ВЫПОЛНИТЕ ЗАДАНИЯ
A) Отредактируйте часть текста о надписи на московском доме: начните со слов «Некий добрый человек» и остановитесь после слов «всего-то, казалось бы.». В этом отрывке замените «Киевская Русь» на «Московская Русь».
B) Подхватите текст о надписи на московском доме и продолжите его после последней фразы.

ФРАГМЕНТ ТЕКСТА
==================================================
Об этом не в меру чувствительном географе я вспомнил сразу же, как только в очередной раз убедился в том, что эпоха великих географических открытий не только не ушла в далекое прошлое, как в этом пытаются нас уверить школьные учебники истории, но и продолжает поражать наше видавшее виды воображение впечатляющими сенсациями. В данном же случае можно говорить об открытии не только географическом, но и об историческом.
Не стану, как говорится, «разводить» тут саспенс на ровном месте. Скажу сразу.
Некий добрый человек прислал мне фотографию, снабженную подписью. О подписи – чуть позже, а на самой фотографии была изображена стена какого-то дома, а на стене этой славянской вязью было написано: «Здесь зарождалась Киевская Русь». И всего-то, казалось бы.
Но нет, это вовсе не то, о чем вы подумали. Это вовсе не бандеровские Золотые ворота в центре бандеровской столицы соседнего русофобского государства.
Нет, это совсем другое место. По крайней мере, именно об этом свидетельствует подпись под фотографией. Это, представьте себе, «Москва, ул. Маросейка, 9/2, стр. 6». Как говорится, sic!
Именно отсюда, чтобы вы знали, и пошла есть, пить, спать и совершать прочие естественные отправления Святая Русь. Именно здесь, если вы еще этого не поняли, настоящий Киев и есть, а вовсе он не где-то там. И хорошо еще, что все это случилось именно здесь, как-никак в историческом центре столицы всего человечества и порта пяти или скольких там морей, а не где-нибудь, скажем, в Ново-Косино или в Бирюлево Товарном.
Всегда ведь рефлекторно хочется обнаружить самые малозаметные следы логики даже там, где заранее известно, что она сроду не ночевала. Но непременно хочется – такова уж функция сопротивляющегося напору безумия человеческого разума.
Ну, давайте попробуем так, например.
==================================================
(Строки из набора данных для сегментации)

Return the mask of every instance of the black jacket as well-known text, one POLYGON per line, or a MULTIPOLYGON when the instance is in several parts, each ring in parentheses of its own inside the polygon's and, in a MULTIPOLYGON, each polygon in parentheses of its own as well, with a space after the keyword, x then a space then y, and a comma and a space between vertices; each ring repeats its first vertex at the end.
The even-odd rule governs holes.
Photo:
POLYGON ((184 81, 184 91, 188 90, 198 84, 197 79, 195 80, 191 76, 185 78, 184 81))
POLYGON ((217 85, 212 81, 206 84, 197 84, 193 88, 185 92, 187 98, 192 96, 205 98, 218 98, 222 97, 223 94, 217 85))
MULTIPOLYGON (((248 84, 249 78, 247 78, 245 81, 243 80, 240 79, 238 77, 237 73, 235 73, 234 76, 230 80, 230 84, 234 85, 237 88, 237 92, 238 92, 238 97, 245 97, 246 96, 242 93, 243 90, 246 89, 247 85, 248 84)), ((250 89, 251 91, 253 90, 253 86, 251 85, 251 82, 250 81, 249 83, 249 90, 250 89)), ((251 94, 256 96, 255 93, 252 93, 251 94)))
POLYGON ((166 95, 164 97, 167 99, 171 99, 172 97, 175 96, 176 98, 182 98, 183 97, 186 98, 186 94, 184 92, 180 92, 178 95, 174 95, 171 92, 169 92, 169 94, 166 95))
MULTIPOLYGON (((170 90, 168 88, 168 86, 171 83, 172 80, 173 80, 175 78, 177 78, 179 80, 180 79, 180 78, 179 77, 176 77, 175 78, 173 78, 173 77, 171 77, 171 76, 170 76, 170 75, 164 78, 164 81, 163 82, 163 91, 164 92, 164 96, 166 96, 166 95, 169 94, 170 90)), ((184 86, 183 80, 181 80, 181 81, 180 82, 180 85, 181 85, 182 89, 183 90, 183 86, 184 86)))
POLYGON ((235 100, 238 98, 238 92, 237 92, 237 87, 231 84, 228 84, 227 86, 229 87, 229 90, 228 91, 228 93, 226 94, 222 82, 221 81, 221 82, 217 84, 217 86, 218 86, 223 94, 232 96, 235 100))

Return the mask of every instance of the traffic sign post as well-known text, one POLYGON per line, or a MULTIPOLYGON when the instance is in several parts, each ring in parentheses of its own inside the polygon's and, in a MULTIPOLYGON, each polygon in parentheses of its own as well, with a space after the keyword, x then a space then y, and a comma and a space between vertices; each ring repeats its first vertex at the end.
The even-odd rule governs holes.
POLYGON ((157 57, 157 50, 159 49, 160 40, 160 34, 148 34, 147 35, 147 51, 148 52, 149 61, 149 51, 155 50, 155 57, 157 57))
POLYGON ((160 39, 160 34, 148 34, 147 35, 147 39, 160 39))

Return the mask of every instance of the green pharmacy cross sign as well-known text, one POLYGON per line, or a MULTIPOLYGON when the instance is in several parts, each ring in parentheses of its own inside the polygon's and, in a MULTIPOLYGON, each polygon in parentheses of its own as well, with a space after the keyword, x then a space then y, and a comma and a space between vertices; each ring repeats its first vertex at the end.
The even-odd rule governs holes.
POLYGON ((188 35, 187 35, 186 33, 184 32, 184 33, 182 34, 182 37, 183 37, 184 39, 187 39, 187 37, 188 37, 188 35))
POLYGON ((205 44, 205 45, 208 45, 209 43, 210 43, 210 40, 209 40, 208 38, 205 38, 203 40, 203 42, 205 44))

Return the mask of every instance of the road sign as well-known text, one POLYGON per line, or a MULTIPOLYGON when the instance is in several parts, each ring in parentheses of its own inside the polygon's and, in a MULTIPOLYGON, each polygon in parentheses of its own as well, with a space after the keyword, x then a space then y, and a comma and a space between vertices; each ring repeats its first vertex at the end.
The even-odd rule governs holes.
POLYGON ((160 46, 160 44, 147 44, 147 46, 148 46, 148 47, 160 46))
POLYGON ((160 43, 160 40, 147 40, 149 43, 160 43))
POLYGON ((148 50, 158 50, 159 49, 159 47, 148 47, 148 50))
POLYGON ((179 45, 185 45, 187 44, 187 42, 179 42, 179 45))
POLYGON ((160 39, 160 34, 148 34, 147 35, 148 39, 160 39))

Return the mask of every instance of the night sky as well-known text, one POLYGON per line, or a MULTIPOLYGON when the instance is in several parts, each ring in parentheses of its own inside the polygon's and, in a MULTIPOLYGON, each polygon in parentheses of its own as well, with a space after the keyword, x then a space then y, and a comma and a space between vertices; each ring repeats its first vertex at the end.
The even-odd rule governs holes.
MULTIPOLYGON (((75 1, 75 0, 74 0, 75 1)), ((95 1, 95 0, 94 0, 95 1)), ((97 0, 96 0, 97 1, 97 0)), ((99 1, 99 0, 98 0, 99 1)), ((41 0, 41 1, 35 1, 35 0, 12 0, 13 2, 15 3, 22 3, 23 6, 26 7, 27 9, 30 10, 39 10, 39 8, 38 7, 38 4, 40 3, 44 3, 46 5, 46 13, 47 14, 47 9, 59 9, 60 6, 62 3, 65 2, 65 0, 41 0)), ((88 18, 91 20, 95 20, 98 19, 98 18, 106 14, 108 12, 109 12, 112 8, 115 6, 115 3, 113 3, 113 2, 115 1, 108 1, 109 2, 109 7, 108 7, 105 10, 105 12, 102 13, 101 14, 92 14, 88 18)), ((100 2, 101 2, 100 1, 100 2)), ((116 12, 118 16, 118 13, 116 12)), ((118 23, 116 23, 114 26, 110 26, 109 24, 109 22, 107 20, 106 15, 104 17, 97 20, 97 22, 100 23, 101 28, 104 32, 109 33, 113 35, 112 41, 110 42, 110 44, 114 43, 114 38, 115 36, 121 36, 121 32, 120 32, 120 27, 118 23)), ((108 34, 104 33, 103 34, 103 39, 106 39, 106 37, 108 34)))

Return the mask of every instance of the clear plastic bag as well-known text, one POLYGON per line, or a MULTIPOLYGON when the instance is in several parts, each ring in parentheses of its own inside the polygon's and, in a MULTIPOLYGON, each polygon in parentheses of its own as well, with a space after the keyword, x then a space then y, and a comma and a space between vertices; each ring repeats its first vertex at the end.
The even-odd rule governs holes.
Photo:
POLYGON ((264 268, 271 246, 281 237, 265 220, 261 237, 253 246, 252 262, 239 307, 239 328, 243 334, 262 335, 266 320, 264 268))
==================================================
ОТВЕТЫ ПО ЗАДАНИЯМ
A)
Некий добрый человек прислал мне фотографию, снабженную подписью. О подписи – чуть позже, а на самой фотографии была изображена стена какого-то дома, а на стене этой славянской вязью было написано: «Здесь зарождалась Московская Русь». И всего-то, казалось бы.

B)
Маросейка, говорите? Ладно. А как называлась когда-то в древности эта самая Маросейка? Правильно, она называлась Малоросейка. Почему? А потому, что там располагалось Украинское подворье, и потому, что в окрестностях этой улицы традиционно селились выходцы из Украины, в те годы называвшейся Малороссией. Это было давно, но ведь было же!
Достаточно ли такого рода вторичных исторических признаков, чтобы ими объяснить дерзкую гипотезу о зарождении Киевской Руси именно в этом как бы «украинском» месте? Согласитесь, что как-то не очень. Примерно с тем же успехом можно было бы таким сакральным местом «зарождения» назначить, например, Киевский вокзал. Почему нет?
Но, повторяю, логику искать хоть и хочется, но понятно, что дело это заведомо бесплодное. А потому придется отделаться от этого наваждения расхожей, но универсальной цитатой: «Дух веет где хочет». Пусть хоть она что-то нам объясняет. А если не объяснит, то хотя бы слегка облегчит душевную смуту.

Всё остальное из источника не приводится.